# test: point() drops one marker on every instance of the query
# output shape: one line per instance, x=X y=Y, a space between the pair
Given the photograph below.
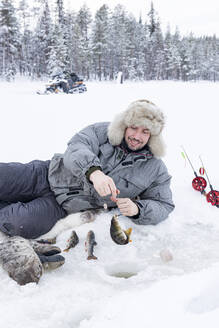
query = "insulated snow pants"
x=28 y=207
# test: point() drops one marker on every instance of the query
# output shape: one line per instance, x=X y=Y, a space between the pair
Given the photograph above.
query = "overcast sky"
x=198 y=16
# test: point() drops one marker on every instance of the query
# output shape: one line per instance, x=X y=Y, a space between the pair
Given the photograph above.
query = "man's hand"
x=127 y=206
x=103 y=184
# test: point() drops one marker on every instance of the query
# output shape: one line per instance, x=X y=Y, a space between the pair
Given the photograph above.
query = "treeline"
x=47 y=38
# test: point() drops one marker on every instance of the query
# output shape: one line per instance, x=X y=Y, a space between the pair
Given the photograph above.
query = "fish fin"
x=128 y=232
x=91 y=257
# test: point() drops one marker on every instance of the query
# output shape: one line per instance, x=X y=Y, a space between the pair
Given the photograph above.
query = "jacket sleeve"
x=83 y=149
x=155 y=203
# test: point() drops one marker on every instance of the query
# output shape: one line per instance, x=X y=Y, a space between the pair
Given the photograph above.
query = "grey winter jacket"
x=139 y=176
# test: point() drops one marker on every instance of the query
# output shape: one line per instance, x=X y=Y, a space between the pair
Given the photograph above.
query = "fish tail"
x=91 y=257
x=128 y=232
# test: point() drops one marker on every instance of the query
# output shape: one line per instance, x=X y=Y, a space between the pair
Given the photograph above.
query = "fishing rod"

========================

» YOUR GOAL:
Repeat the data from its first line through the line containing "x=103 y=184", both ends included, with the requests kept, and shift each answer coordinate by adding 91 to every number. Leave the pictures out.

» EXERCISE SOLUTION:
# test: point() drops one marker on every instance of the query
# output shape: one line per instance, x=X y=Y, a space between the pair
Given the photograph below.
query = "insulated snow pants"
x=119 y=298
# test: point() drops one marker on every instance of the query
# output shape: one line per instance, x=X y=Y, a space between the pair
Given the photograph above.
query = "overcast sky"
x=289 y=107
# test: point() drops one marker on every instance of the query
# output shape: one line per instance, x=X y=Y, a space between the pair
Given the photograph above.
query = "man's hand"
x=218 y=297
x=194 y=275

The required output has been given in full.